▶ [Exercise directions]: Put every line of the rows below into a JSON list of strings, one string per line, with blank lines skipped and the pictures left out.

▶ [Records]:
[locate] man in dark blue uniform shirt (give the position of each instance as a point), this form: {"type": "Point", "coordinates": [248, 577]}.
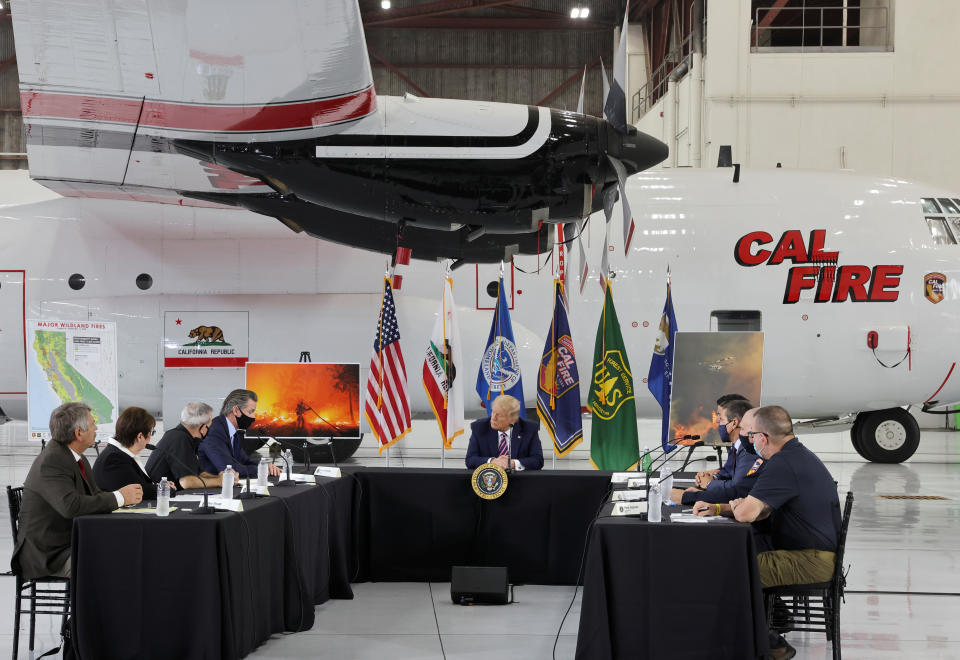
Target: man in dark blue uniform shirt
{"type": "Point", "coordinates": [222, 446]}
{"type": "Point", "coordinates": [798, 495]}
{"type": "Point", "coordinates": [745, 467]}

▶ [Final result]:
[
  "[locate] man in dark blue uniform shirt (give the position of each instance as a point), this form: {\"type\": \"Point\", \"coordinates\": [248, 577]}.",
  "Target: man in dark blue uniform shirt",
  "{\"type\": \"Point\", \"coordinates\": [222, 446]}",
  "{\"type\": \"Point\", \"coordinates\": [798, 495]}",
  "{\"type\": \"Point\", \"coordinates\": [745, 467]}"
]